*Provided text*
##########

Asteroid mining company Deep Space Industries in partnership with the Luxembourg government’s asteroid mining initiative Space Resources announced today that they would soon send a spacecraft into orbit to test some of the technology needed to extract resources like water or minerals from asteroids.

Prospector-X, as the spacecraft is known, will operate in low Earth orbit, testing navigation, propulsion, and avionics technologies for the next generation of spacecraft, which might actually scout out asteroids for valuable resources. The spacecraft has a similar mission to the Arkyd 3 Reflight spacecraft that another asteroid mining company, Planetary Resources, launched from the International Space Station last year.

Luxembourg is aiming to be a leader in asteroid mining in Europe, but they aren’t alone. Last November, President Obama signed the Space Act of 2015 giving mining companies the right to own resources they extract from asteroids, but not the asteroids themselves.

That’s because the Outer Space Treaty of 1967 banned countries from putting weapons of mass destruction, nukes, or military bases in space, and also prohibited ‘claims of sovereignty‘. So, right now, no country can own an asteroid or part of a planetary body, and because “States shall be responsible for national space activities whether carried out by governmental or non-governmental entities;” governments aren’t likely to look favorably on companies staking their sovereign claim to an asteroid or planet either.

There is a loophole. The treaty says that “outer space shall be free for exploration and use by all States”. And Luxembourg and the United States are betting heavily that asteroid mining counts as “use.”

They’re also betting that other precedents apply. Luxembourg’s Space Resources has an oft-touted analogy for the situation: fish. Their website offers this comparison “An example could be fishing in international waters. Fishermen don’t own the water and they don’t own the fish, but they have the right to put the nets into the water and bring the fish onto the decks, and once the fish are there, they own the fish.”

But it isn’t quite so cut and dry. Even if they aren’t enforced well, or at all, there are regulations governing the fishing industry. Asteroid mining is a whole new world, and legal questions are still being grappled with, even as technology like Prospector-X lifts off.

##########

*Data rows*
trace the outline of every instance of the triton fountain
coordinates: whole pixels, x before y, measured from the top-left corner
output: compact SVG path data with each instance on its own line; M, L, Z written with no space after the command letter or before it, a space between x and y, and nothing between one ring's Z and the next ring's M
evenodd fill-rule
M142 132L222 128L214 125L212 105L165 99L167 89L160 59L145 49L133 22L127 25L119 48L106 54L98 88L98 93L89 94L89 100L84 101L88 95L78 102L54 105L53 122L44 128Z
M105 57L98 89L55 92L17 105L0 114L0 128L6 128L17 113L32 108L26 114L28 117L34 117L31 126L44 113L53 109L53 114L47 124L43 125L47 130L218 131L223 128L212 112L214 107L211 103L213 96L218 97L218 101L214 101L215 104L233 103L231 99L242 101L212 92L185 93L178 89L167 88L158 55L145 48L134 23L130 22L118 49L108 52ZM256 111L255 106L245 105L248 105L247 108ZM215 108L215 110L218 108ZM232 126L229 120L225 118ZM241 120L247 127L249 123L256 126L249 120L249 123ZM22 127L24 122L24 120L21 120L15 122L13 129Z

##########

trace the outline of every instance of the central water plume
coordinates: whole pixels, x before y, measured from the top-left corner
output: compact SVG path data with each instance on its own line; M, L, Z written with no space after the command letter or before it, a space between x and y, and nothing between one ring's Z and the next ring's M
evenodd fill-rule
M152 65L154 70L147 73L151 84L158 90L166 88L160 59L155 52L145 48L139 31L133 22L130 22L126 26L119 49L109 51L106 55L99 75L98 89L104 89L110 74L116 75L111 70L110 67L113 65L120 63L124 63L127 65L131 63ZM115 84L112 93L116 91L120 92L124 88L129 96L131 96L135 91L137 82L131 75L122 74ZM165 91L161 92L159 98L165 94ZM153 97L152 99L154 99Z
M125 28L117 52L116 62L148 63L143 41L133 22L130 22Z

##########

*Tasks for this exercise*
[1] Name every technology that the asteroid mining article says Prospector-X will test in low Earth orbit.
[2] In the rows, substitute "occurrence" for "instance" across the stretch from the line containing "trace the outline of every instance of the triton" through the line containing "M105 57L98 89L55", and give back only those lines with everything else unchanged.
The rows have nothing to do with the asteroid mining article.

*Answers to the exercises*
[1] Navigation, propulsion, and avionics.

[2]
trace the outline of every occurrence of the triton fountain
coordinates: whole pixels, x before y, measured from the top-left corner
output: compact SVG path data with each occurrence on its own line; M, L, Z written with no space after the command letter or before it, a space between x and y, and nothing between one ring's Z and the next ring's M
evenodd fill-rule
M142 132L222 128L214 125L212 105L165 99L167 89L160 59L145 49L133 22L127 25L119 48L106 54L98 88L98 93L89 94L89 100L84 101L88 95L78 102L54 105L53 122L44 128Z
M105 57L98 89L55 92L17 105L0 114L0 128L6 128L17 113L32 108L26 114L28 117L34 117L31 126L44 113L53 109L53 114L47 124L43 125L47 130L218 131L223 128L212 112L214 107L211 103L213 96L218 97L218 101L214 101L215 104L233 103L231 99L242 101L212 92L185 93L178 89L167 88L158 55L145 48L134 23L130 22L118 49L108 52ZM256 111L255 106L245 105L248 105L247 108ZM215 108L215 110L218 108ZM232 126L229 120L225 118ZM241 120L247 127L249 123L256 126L249 120L249 123ZM22 127L24 122L24 120L21 120L15 122L13 129Z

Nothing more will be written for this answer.